• [Given problem A]: In the post about the War on Women, how much less do women in the Obama White House earn than their male counterparts?

The War on Women is NOT limited to Republicans

In the past week alone…

  • Hilary Rosen, a DNC consultant, has insulted stay at home mothers everywhere by saying women like Ann Romney have “never worked a day” in their lives.
  • We have learned that women in the Obama White House are earning 18% less than their male counterparts while President Obama travels around the country condemning this very problem.
  • The Republican Governor of Wisconsin repealed the state’s Equal Pay law. Republican state senator Glenn Grothman, who was an enthusiastic fan of repealing the law, actually said,
    • “You could argue that money is more important for men.” and “I think a guy in their first job, maybe because they expect to be a breadwinner someday, may be a little more money-conscious. To attribute everything to a so-called bias in the workplace is just not true.”
  • John Piper , influential pastor and author, posted, “When the Titanic sank 20% of the men and 74% of the women survived. That profound virtue was not nurtured by egalitarianism.”
  • Of the 740,000 jobs lost since president Obama took office, women accounted for 683,000 of those jobs.

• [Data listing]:

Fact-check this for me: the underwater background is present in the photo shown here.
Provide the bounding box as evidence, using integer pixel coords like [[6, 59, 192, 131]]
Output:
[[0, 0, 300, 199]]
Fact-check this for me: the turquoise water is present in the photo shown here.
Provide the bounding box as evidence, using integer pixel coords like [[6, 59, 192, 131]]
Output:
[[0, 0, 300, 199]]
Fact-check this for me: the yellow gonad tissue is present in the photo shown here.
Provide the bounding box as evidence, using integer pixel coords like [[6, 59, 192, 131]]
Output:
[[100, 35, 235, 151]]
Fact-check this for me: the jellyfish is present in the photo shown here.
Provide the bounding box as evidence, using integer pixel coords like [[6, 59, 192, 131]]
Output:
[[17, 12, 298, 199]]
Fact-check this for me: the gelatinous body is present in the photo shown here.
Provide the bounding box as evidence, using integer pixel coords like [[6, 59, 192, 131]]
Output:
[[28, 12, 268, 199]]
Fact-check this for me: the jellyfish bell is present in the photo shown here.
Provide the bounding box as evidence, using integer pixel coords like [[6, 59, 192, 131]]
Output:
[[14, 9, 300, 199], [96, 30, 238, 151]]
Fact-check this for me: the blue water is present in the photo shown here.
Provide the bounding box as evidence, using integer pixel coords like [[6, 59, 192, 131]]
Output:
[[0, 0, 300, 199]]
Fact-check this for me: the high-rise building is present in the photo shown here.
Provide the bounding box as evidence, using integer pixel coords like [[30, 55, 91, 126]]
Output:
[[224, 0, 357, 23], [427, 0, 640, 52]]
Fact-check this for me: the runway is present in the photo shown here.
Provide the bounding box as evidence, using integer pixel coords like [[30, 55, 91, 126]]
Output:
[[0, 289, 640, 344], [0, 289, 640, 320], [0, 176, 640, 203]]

• [Given problem B]: From the data listing, reproduce the part that opens with the line containing "Fact-check this for me: the yellow" and closes with the line containing "[[28, 12, 268, 199]]", including both of those lines.

• [Full output A]: 18% less

• [Full output B]:
Fact-check this for me: the yellow gonad tissue is present in the photo shown here.
Provide the bounding box as evidence, using integer pixel coords like [[6, 59, 192, 131]]
Output:
[[100, 35, 235, 151]]
Fact-check this for me: the jellyfish is present in the photo shown here.
Provide the bounding box as evidence, using integer pixel coords like [[6, 59, 192, 131]]
Output:
[[17, 12, 298, 199]]
Fact-check this for me: the gelatinous body is present in the photo shown here.
Provide the bounding box as evidence, using integer pixel coords like [[6, 59, 192, 131]]
Output:
[[28, 12, 268, 199]]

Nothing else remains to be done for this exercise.